- [Objective]
Take the records underneath and set them down exactly.

═════ Information supplied

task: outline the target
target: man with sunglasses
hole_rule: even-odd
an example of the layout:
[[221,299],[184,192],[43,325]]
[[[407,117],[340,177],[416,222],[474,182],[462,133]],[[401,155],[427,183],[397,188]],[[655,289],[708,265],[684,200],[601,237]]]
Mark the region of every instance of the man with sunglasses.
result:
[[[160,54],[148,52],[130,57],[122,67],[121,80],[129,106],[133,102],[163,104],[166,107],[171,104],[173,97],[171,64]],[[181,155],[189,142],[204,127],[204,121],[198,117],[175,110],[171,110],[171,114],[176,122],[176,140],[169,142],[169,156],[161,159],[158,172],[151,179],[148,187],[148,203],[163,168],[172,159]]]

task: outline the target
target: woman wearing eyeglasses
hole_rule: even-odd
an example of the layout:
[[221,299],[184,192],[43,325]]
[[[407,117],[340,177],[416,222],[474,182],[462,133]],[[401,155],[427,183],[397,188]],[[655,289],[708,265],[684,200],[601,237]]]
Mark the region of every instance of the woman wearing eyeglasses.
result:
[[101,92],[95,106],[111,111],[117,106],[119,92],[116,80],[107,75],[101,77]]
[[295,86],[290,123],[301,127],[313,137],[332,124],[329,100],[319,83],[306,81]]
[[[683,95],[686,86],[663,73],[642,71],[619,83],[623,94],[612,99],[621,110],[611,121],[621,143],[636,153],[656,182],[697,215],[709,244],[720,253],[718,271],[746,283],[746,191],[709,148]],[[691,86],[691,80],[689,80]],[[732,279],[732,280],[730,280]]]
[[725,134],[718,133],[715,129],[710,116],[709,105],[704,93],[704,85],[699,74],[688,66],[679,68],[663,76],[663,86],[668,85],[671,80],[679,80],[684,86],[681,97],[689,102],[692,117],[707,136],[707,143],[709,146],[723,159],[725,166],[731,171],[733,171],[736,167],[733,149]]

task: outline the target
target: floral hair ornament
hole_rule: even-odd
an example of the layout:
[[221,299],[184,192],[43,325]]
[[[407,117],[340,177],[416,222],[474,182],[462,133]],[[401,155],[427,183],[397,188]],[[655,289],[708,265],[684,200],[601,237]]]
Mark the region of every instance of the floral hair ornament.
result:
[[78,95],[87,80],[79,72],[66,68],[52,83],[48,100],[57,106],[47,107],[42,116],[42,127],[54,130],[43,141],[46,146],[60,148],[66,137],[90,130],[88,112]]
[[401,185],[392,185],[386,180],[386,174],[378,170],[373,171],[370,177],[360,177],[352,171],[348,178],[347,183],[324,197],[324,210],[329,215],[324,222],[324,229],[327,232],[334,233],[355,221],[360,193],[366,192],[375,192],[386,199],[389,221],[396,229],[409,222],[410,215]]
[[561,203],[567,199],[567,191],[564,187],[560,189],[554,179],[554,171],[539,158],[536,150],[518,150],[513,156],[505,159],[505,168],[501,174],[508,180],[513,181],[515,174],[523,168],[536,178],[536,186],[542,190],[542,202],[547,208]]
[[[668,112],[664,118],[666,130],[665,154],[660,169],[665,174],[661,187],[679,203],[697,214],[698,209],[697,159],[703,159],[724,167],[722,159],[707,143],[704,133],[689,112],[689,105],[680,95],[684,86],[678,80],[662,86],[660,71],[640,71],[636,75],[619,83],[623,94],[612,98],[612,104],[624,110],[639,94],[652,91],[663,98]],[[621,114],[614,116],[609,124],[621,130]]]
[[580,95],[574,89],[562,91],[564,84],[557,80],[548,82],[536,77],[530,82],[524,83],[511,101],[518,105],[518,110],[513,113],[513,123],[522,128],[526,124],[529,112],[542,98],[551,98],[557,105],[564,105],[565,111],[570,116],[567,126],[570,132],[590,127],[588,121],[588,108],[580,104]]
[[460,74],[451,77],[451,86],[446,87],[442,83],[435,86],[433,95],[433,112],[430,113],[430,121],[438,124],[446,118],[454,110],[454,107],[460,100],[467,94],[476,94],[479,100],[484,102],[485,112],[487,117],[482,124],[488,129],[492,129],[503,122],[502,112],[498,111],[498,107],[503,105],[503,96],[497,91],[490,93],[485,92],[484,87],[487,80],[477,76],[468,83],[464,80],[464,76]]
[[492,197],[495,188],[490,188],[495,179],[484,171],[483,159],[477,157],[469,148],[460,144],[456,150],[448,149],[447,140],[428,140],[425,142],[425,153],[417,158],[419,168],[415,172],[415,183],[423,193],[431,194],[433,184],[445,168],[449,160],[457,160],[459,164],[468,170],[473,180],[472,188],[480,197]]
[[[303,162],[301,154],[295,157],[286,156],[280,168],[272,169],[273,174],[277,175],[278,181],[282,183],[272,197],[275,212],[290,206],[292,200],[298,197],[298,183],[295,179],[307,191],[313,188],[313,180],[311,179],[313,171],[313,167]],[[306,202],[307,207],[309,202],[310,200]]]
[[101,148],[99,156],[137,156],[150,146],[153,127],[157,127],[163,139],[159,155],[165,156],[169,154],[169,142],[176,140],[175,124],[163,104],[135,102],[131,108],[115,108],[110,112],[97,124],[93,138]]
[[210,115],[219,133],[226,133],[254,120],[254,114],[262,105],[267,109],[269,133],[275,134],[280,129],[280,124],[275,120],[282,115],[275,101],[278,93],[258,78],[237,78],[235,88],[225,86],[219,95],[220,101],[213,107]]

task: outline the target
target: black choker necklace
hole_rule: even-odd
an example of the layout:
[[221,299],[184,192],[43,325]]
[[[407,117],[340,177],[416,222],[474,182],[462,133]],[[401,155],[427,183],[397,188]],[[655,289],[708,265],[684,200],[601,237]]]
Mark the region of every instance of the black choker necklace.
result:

══════════

- [Solution to the problem]
task: outline the target
target: man with sunglasses
hole_rule: even-odd
an example of the layout:
[[221,299],[184,192],[43,325]]
[[[407,117],[340,177],[416,222],[474,182],[462,133]],[[401,155],[427,183],[397,188]],[[655,289],[708,265],[684,200],[601,237]]]
Mark the region of every instance of the man with sunglasses.
result:
[[[160,54],[148,52],[130,57],[122,67],[121,80],[129,106],[133,102],[163,104],[166,107],[171,104],[173,97],[171,64]],[[181,155],[189,142],[204,127],[204,121],[198,117],[175,110],[171,110],[171,114],[176,122],[176,140],[169,142],[169,156],[161,159],[158,172],[151,179],[148,187],[148,203],[163,168],[172,159]]]

task: outline the target
target: woman wearing eyeglasses
hole_rule: even-odd
an example of the layout:
[[221,299],[184,192],[43,325]]
[[[407,117],[340,177],[416,222],[474,182],[462,133]],[[401,155],[427,183],[397,188]],[[655,289],[708,265],[684,200],[601,237]]]
Mark the region of every instance of the woman wearing eyeglasses.
result:
[[101,92],[95,106],[111,111],[117,106],[119,92],[116,80],[107,75],[101,77]]
[[295,86],[290,123],[301,127],[313,137],[332,124],[329,100],[319,83],[306,81]]
[[[683,95],[686,86],[663,73],[642,71],[619,83],[623,94],[612,99],[621,110],[611,121],[621,143],[636,153],[656,182],[697,215],[709,244],[720,253],[718,271],[746,283],[746,191],[709,148]],[[691,86],[691,80],[689,80]],[[732,279],[732,280],[730,280]]]
[[725,134],[718,133],[715,129],[710,116],[709,105],[704,93],[704,85],[699,74],[688,66],[679,68],[663,76],[663,86],[668,85],[671,80],[679,80],[684,86],[681,97],[689,102],[692,117],[707,136],[707,143],[709,146],[723,159],[725,166],[731,171],[733,171],[736,167],[733,149]]

task: outline the target
target: floral hair ornament
hole_rule: even-odd
an example of the layout:
[[221,299],[184,192],[43,325]]
[[[407,117],[340,177],[416,222],[474,182],[462,133]],[[401,155],[427,183],[397,188]],[[655,289],[708,265],[684,200],[601,237]]]
Mark the region of every instance of the floral hair ornament.
result:
[[78,95],[87,80],[79,72],[66,68],[52,83],[48,100],[57,106],[47,107],[42,116],[42,127],[54,130],[43,141],[46,146],[60,148],[66,137],[90,130],[88,112]]
[[401,185],[392,185],[386,180],[386,174],[378,170],[373,171],[370,177],[360,177],[352,171],[348,178],[347,183],[324,197],[324,210],[329,215],[324,222],[324,229],[327,232],[334,233],[355,221],[360,193],[366,192],[375,192],[386,199],[389,221],[396,229],[409,222],[410,215]]
[[561,203],[567,199],[567,191],[564,187],[560,189],[554,179],[554,171],[539,158],[536,150],[518,150],[513,156],[505,159],[505,168],[501,174],[508,180],[513,181],[515,174],[523,168],[536,178],[536,186],[542,190],[542,202],[547,208]]
[[[668,112],[664,118],[666,130],[665,154],[660,169],[665,174],[661,187],[679,203],[697,214],[698,209],[697,159],[703,159],[724,167],[722,159],[707,143],[704,133],[689,112],[689,105],[680,95],[684,86],[678,80],[662,86],[660,71],[640,71],[636,75],[619,83],[623,94],[612,98],[612,104],[624,110],[639,94],[652,91],[663,98]],[[621,114],[614,116],[609,124],[621,130]]]
[[580,95],[574,89],[562,91],[564,84],[557,80],[548,82],[536,77],[530,82],[524,83],[511,101],[518,105],[518,110],[513,113],[513,123],[522,128],[526,124],[529,112],[542,98],[551,98],[557,105],[564,105],[565,111],[570,116],[567,126],[570,132],[590,127],[588,121],[588,108],[580,104]]
[[460,74],[451,77],[451,86],[446,87],[442,83],[435,86],[433,95],[433,112],[430,113],[430,121],[438,124],[446,118],[454,110],[454,107],[460,100],[467,94],[476,94],[479,100],[484,102],[485,112],[487,117],[482,124],[488,129],[492,129],[503,122],[502,112],[498,111],[498,107],[503,105],[503,96],[497,91],[490,93],[485,92],[484,87],[487,80],[477,76],[468,83],[464,80],[464,76]]
[[492,197],[495,188],[490,188],[495,179],[484,171],[483,159],[477,157],[469,148],[460,144],[456,150],[448,149],[447,140],[428,140],[425,142],[425,153],[417,158],[419,168],[415,172],[415,183],[423,193],[431,194],[433,184],[445,168],[449,160],[457,160],[459,164],[468,170],[473,180],[472,188],[480,197]]
[[[303,162],[301,154],[295,157],[286,156],[280,168],[272,169],[273,174],[277,175],[278,181],[282,183],[272,197],[275,212],[290,206],[292,200],[298,197],[298,183],[295,179],[307,191],[313,188],[313,180],[311,179],[313,171],[313,167]],[[306,202],[307,207],[309,202],[310,200]]]
[[101,148],[99,156],[137,156],[150,146],[153,127],[157,127],[163,139],[159,155],[165,156],[169,154],[169,142],[176,140],[175,124],[163,104],[135,102],[131,108],[115,108],[110,112],[97,124],[93,138]]
[[210,115],[219,133],[226,133],[254,120],[254,114],[262,105],[267,109],[269,133],[275,134],[280,129],[280,124],[275,120],[282,115],[275,101],[278,93],[258,78],[237,78],[235,88],[225,86],[219,95],[220,101],[213,107]]

task: outline the target
target: black choker necklace
hole_rule: even-odd
an example of the layout:
[[221,299],[184,192],[43,325]]
[[[407,117],[340,177],[416,222],[474,182],[462,133]],[[401,155],[427,183],[397,188]],[[655,289],[708,265],[684,200],[601,237]]]
Mark the region of every instance of the black choker necklace.
result:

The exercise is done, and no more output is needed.